[WHAT YOU HAVE TO DO] Read the data, and whenever a line holds the word "background", report that line.

[PROVIDED ENTRIES]
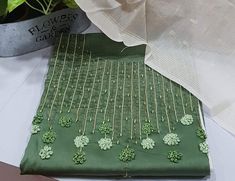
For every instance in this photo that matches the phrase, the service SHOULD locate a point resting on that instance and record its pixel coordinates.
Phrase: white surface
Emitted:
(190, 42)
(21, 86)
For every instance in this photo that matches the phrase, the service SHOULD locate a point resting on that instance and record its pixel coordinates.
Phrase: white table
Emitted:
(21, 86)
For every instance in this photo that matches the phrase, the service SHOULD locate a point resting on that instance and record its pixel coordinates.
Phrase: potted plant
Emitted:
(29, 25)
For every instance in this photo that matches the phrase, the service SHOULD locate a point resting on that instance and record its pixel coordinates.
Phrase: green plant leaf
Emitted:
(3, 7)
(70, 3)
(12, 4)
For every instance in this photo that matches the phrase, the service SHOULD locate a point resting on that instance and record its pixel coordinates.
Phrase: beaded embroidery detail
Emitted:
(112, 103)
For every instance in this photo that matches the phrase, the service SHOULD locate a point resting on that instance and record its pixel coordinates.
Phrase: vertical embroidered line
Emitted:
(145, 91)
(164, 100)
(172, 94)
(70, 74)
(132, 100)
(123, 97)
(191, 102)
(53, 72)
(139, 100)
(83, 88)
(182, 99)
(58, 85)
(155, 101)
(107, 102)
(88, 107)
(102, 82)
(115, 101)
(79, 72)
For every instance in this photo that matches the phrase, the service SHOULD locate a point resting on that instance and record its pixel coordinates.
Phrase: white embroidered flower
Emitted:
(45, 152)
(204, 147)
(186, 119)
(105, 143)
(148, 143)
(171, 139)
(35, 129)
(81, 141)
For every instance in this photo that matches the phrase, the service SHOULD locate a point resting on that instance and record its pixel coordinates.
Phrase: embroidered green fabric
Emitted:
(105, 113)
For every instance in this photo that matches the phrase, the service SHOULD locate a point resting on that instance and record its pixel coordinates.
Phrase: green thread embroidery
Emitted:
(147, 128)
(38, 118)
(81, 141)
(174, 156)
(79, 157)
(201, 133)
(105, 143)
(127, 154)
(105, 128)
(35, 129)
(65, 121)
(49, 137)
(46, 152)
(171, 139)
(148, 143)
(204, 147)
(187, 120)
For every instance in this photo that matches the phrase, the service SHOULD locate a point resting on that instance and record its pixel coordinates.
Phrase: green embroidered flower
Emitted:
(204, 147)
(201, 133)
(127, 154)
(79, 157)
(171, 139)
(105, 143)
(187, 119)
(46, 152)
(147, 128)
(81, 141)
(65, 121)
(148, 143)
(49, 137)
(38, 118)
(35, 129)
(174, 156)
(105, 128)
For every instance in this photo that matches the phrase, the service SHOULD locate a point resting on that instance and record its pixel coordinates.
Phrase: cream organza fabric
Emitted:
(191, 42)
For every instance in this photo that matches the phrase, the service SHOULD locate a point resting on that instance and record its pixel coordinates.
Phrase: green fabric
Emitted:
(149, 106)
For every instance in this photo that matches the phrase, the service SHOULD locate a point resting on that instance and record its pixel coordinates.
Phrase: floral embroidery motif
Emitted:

---

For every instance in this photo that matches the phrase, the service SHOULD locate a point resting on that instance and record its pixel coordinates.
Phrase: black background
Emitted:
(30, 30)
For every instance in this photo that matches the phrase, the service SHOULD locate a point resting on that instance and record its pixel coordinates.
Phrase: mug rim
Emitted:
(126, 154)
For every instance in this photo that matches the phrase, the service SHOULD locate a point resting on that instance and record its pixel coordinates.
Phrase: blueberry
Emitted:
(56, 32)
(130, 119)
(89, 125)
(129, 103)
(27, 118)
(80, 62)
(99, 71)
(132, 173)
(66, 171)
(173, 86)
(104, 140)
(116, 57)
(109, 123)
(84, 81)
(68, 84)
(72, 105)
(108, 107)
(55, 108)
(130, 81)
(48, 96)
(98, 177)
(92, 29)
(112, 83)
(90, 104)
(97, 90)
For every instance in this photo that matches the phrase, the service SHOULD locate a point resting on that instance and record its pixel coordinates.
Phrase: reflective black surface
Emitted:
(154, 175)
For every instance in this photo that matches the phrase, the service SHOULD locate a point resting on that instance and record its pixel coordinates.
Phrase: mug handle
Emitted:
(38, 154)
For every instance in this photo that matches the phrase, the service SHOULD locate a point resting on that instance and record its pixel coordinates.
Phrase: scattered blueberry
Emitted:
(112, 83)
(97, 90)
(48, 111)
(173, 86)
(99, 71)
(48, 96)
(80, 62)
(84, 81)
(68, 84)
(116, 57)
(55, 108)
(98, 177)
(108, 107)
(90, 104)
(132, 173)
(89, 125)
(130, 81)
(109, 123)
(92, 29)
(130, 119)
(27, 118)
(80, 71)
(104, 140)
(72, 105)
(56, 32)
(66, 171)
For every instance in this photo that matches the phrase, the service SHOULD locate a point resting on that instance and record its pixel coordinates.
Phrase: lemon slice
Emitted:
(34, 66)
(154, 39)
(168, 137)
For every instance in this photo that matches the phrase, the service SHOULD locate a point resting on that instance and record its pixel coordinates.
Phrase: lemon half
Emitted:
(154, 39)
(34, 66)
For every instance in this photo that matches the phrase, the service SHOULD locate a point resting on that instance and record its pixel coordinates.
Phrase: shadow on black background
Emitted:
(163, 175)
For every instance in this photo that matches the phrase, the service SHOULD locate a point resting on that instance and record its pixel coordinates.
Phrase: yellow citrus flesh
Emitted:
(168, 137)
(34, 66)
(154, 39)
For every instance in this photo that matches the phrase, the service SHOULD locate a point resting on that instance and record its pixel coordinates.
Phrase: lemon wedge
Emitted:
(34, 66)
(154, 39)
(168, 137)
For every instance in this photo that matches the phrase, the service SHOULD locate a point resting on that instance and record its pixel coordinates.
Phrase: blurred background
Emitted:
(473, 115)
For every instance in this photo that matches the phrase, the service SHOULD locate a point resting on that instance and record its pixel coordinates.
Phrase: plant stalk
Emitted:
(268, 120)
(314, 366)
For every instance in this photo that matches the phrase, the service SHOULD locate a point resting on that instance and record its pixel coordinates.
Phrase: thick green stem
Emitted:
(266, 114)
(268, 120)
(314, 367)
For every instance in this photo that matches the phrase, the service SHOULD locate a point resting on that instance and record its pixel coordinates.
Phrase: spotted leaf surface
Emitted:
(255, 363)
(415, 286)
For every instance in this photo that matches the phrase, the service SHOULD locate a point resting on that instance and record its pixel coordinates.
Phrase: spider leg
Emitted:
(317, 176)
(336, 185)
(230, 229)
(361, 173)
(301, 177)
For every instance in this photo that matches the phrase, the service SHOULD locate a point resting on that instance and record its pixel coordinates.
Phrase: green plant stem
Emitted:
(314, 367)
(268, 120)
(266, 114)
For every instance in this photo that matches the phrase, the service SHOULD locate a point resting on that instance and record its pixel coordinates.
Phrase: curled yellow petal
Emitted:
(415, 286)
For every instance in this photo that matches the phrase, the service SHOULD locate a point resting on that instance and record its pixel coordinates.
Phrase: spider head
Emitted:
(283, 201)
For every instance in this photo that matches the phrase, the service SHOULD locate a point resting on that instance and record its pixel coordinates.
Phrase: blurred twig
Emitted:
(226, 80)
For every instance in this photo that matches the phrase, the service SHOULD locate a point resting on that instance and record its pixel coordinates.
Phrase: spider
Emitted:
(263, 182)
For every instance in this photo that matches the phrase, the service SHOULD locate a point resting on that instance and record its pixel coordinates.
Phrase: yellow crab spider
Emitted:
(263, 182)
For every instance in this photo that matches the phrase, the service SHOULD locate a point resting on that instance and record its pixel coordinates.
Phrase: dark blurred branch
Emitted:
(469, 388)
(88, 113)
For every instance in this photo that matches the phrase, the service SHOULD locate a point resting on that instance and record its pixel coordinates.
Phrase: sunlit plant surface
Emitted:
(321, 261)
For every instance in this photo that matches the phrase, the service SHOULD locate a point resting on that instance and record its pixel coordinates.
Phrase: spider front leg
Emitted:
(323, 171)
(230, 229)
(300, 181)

[RESULT]
Phrase: black background
Phrase: shadow on black background
Phrase: blurred background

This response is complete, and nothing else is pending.